- _TASK DIRECTIONS_
List every line of the data below that contains the word "guest", treating uppercase and lowercase letters as distinct.
** start RAW DATA **
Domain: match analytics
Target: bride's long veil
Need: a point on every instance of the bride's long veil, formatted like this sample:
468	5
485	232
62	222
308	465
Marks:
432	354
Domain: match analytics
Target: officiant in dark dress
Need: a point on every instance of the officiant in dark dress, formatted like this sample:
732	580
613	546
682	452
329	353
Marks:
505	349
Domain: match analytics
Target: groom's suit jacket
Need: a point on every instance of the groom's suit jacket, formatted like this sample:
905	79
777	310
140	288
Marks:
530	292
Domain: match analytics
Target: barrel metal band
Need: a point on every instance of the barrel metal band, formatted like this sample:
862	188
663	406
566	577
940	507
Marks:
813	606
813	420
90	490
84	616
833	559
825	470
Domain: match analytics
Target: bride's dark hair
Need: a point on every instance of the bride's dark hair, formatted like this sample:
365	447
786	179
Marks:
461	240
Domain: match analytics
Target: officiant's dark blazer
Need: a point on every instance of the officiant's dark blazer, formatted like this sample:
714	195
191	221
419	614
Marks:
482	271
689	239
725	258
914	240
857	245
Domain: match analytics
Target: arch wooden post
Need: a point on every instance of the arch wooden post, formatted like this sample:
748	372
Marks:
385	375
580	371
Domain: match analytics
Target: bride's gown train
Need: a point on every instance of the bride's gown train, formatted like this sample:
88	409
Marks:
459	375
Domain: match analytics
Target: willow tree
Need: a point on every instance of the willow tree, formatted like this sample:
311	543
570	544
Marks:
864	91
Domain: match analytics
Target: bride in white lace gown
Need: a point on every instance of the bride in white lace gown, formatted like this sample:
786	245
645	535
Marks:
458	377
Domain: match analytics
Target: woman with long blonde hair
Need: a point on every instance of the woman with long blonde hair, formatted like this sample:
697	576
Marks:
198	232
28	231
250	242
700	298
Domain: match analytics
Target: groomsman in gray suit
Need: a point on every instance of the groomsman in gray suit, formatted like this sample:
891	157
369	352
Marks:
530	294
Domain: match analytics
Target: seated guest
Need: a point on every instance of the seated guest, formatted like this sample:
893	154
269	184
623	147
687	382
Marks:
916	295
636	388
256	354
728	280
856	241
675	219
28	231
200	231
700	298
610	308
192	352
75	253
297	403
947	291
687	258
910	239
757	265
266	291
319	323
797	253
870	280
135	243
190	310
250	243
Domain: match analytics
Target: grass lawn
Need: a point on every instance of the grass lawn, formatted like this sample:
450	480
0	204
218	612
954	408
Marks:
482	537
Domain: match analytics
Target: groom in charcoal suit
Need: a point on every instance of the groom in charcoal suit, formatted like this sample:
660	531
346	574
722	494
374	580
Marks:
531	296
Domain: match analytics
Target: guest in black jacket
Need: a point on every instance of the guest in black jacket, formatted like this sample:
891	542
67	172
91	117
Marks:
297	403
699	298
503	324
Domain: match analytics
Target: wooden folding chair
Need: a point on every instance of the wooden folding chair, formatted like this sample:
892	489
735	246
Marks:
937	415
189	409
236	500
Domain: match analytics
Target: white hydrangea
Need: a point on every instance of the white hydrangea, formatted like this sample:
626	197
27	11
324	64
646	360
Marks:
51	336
** end RAW DATA **
** start RAW DATA **
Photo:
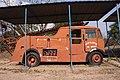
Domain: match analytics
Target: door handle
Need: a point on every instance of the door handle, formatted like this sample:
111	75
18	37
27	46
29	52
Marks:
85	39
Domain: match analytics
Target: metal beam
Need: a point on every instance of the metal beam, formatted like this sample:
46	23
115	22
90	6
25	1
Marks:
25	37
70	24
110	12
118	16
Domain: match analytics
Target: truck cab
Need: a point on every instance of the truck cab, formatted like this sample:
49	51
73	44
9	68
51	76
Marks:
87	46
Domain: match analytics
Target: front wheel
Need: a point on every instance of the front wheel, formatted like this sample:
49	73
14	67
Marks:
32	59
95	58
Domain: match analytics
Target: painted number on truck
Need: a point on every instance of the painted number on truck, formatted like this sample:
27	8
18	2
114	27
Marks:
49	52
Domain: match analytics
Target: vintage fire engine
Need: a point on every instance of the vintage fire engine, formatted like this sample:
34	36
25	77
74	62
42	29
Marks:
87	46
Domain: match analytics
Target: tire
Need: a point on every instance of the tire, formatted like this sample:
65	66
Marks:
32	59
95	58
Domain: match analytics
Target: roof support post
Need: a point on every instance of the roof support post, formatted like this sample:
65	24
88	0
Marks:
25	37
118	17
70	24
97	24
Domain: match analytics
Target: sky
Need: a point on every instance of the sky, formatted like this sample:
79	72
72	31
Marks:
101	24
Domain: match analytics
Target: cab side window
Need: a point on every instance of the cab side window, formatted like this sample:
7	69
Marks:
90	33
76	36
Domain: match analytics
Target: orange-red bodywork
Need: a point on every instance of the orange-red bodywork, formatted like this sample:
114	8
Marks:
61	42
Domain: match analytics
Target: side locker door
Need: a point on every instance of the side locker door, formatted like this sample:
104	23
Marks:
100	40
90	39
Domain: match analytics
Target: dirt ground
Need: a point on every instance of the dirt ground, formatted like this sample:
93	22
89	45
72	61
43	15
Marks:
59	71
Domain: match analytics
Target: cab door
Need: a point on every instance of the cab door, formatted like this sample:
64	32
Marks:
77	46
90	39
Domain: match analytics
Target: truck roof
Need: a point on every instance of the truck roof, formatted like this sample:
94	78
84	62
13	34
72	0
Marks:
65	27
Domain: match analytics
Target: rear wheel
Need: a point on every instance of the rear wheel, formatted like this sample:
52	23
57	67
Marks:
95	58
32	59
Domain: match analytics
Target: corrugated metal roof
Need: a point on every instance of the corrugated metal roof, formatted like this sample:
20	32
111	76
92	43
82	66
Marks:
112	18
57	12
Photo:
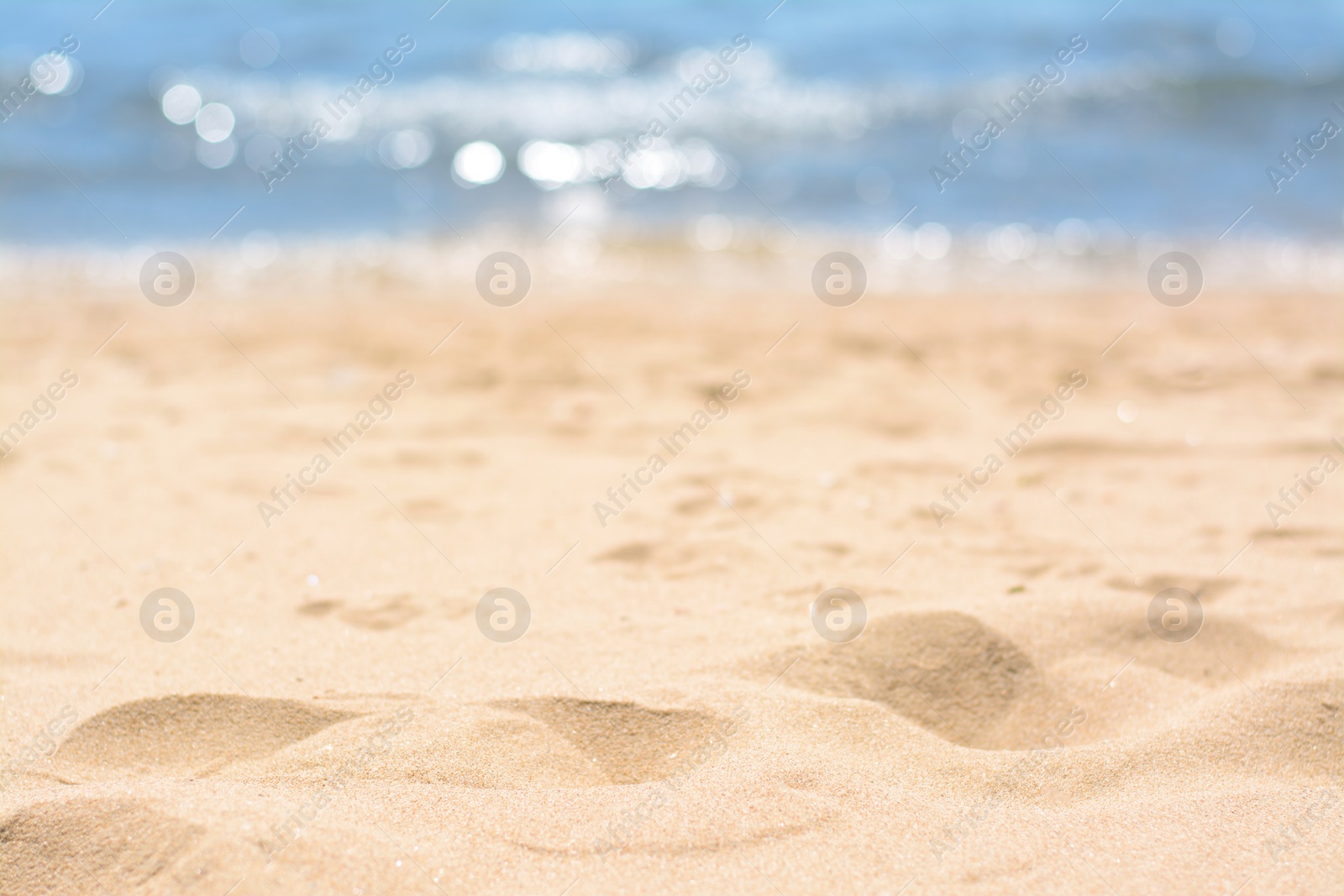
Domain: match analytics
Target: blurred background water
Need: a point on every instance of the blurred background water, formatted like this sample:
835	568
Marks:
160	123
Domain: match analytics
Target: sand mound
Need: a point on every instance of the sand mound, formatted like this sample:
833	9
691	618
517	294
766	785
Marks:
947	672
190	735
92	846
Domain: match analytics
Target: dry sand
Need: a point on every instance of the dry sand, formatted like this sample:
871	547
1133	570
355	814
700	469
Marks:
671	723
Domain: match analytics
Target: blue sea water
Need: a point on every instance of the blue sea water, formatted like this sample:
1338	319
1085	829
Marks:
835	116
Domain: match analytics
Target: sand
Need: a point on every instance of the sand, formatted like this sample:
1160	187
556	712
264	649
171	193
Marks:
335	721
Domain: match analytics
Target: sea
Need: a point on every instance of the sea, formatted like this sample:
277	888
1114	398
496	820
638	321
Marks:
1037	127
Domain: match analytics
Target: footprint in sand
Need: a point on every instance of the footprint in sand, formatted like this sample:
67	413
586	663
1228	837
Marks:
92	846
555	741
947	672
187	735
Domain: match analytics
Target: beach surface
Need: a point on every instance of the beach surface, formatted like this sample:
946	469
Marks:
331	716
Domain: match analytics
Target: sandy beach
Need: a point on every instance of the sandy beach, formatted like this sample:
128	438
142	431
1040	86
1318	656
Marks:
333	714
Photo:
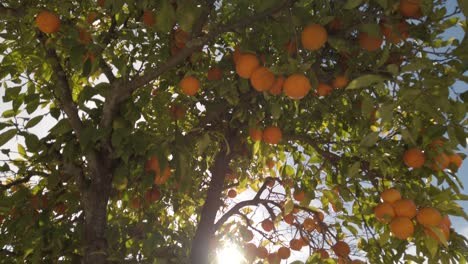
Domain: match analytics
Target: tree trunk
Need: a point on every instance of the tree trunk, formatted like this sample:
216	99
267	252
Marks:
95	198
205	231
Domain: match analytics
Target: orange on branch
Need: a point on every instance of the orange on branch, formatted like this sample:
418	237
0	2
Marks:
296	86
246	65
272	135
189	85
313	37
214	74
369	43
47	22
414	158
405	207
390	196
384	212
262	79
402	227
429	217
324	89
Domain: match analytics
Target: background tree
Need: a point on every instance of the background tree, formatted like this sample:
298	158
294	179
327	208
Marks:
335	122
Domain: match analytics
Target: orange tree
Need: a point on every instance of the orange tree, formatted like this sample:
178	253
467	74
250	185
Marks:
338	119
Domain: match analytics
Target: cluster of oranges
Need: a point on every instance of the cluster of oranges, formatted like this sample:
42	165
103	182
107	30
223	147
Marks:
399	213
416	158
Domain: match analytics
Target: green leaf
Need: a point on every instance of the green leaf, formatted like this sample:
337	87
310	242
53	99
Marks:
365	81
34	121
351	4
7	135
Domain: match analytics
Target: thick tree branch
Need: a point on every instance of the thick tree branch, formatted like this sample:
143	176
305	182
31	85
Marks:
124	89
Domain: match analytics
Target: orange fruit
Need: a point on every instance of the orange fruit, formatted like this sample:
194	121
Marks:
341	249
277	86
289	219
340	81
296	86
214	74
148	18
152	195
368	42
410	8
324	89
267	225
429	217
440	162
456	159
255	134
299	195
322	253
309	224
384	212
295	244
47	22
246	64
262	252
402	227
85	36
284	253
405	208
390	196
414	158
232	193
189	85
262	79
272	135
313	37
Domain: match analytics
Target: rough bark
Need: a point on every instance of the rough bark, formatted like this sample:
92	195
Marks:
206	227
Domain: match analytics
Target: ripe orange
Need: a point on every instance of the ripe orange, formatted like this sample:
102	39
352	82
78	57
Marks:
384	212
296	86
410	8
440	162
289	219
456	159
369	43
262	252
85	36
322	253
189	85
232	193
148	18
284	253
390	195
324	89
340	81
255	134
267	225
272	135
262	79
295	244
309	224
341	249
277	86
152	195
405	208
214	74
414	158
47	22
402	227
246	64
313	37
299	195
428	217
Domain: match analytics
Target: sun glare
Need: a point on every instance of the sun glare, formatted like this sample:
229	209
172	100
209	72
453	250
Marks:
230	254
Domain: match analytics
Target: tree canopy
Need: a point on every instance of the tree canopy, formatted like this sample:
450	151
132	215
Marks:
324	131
** end RAW DATA **
- _PROBLEM SOLUTION_
Target: seated guest
Need: a point on every instance of the seated guest, formatted like this sample:
Target: guest in black jacket
Need: a point on every instance of the guest in black jacket, formatted like this sample:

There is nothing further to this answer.